- Written instruction: Provide an exact transcription of all the records.

(Extracted records)
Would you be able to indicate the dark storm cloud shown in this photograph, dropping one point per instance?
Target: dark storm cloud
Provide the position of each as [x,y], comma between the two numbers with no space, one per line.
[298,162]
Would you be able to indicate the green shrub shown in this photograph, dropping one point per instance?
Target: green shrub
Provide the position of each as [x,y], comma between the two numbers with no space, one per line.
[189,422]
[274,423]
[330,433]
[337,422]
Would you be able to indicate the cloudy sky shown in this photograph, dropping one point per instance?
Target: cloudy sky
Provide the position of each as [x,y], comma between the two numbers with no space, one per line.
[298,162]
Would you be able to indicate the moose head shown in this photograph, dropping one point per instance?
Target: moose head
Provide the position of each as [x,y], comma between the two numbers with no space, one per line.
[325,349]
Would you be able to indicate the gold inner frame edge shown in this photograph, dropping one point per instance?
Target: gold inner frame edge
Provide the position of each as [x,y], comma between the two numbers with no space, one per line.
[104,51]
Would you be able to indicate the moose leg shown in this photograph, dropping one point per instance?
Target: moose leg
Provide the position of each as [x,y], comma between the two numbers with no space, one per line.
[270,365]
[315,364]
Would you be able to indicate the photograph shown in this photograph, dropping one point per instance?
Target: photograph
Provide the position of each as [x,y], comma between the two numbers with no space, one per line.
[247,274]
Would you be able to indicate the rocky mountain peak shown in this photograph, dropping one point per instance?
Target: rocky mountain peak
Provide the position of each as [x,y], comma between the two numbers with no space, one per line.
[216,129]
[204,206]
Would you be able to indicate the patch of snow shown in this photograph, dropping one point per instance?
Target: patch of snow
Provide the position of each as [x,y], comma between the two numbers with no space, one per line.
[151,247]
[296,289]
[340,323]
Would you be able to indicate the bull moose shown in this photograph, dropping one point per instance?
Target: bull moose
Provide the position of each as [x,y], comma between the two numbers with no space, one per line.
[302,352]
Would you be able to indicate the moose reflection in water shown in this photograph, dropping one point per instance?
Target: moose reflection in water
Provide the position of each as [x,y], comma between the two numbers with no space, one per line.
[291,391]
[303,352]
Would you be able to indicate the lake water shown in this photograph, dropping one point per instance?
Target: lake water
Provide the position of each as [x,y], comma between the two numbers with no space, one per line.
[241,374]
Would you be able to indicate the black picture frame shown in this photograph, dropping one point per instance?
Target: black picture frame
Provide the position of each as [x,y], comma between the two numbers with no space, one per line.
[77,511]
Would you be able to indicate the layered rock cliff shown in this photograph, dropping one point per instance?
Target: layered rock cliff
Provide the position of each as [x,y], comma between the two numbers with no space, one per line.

- Response to this task:
Would you be able to indicate the dark storm cloud shown in this photograph, dropping one point per instance?
Target: dark storm cloud
Provide the position of each as [x,y], comma between the two numbers with no space, one per line.
[298,162]
Would you be able to indicate the green shrub shown in this photograph, dropping one point per instance?
Target: green shrub
Provide the position of each as [x,y], comma between the two numbers with no space, one per line.
[189,422]
[274,423]
[330,433]
[337,422]
Would you be able to indicate the cloudy sky shown in this photograph, dropping one point per instance?
Target: cloudy sky
Provide the position of each as [x,y], comma between the two numbers with no space, one per line.
[298,162]
Would you be able to indicate the moose head shown in this photograph, dropping one point per instance?
Target: moose head
Provide the position of each as [x,y], comma between the two numbers with no space, one per line.
[325,349]
Would you be able to indicate the gold inner frame edge shown in this photograph, dropping one point per instance?
Target: gold inner frame edge
Provide the position of each as [x,y], comma between the two numbers with no space, one per line.
[104,51]
Would you be able to indicate the moose leg shown in this photograph, dropping one point per instance?
Target: moose leg
Provide the position of each as [x,y], comma between the two numbers with no space, one per line.
[270,365]
[315,364]
Would you be able to indicate the photograph shown in this photograph, dropping one point per instance?
Target: photograph
Provide the position of each as [x,y], comma between the two numbers with no space, one per line.
[247,274]
Would you be able to indicate the rocky mountain peak shown in this photograph, dropping one point per instance?
Target: rocky mountain peak
Provide the position of each as [x,y], comma between the two numbers with no space, one per line.
[216,129]
[204,206]
Would you be able to indicate the patch of snow shown in this photograph, dropping one point per instance?
Target: patch of snow
Provide the position of each as [x,y], comma between the two numbers with no space, one per line.
[151,247]
[296,289]
[340,323]
Would you be able to indicate the bull moose shown in this photograph, dropping one point per instance?
Target: bull moose
Provide the position of each as [x,y], comma between the two numbers with no space, one per line.
[302,352]
Would you be able to indicate the moose reflection in water shown in this photograph, dropping one point per instance?
Target: moose reflection in water
Provide the position of each as [x,y], comma between the two numbers with no space, one per line.
[291,391]
[303,352]
Would you be able to indicate the lake water shown in this photograph, dropping one point per instance?
Target: lake water
Provide the position of each as [x,y], comma between the two numbers with no space, one per line.
[241,374]
Would you be able to indicate the black picture frame shown in this photograph, dropping one point per instance?
Target: black picture frame
Provide the position of each as [x,y], comma between the two numbers with no space, one per line.
[77,511]
Would you be able to indicate the layered rock cliff shown in this photograph, dropping one point per instance?
Target: layered rock cliff
Provide the position of each as [x,y], comma between the two numbers with no space, one per line.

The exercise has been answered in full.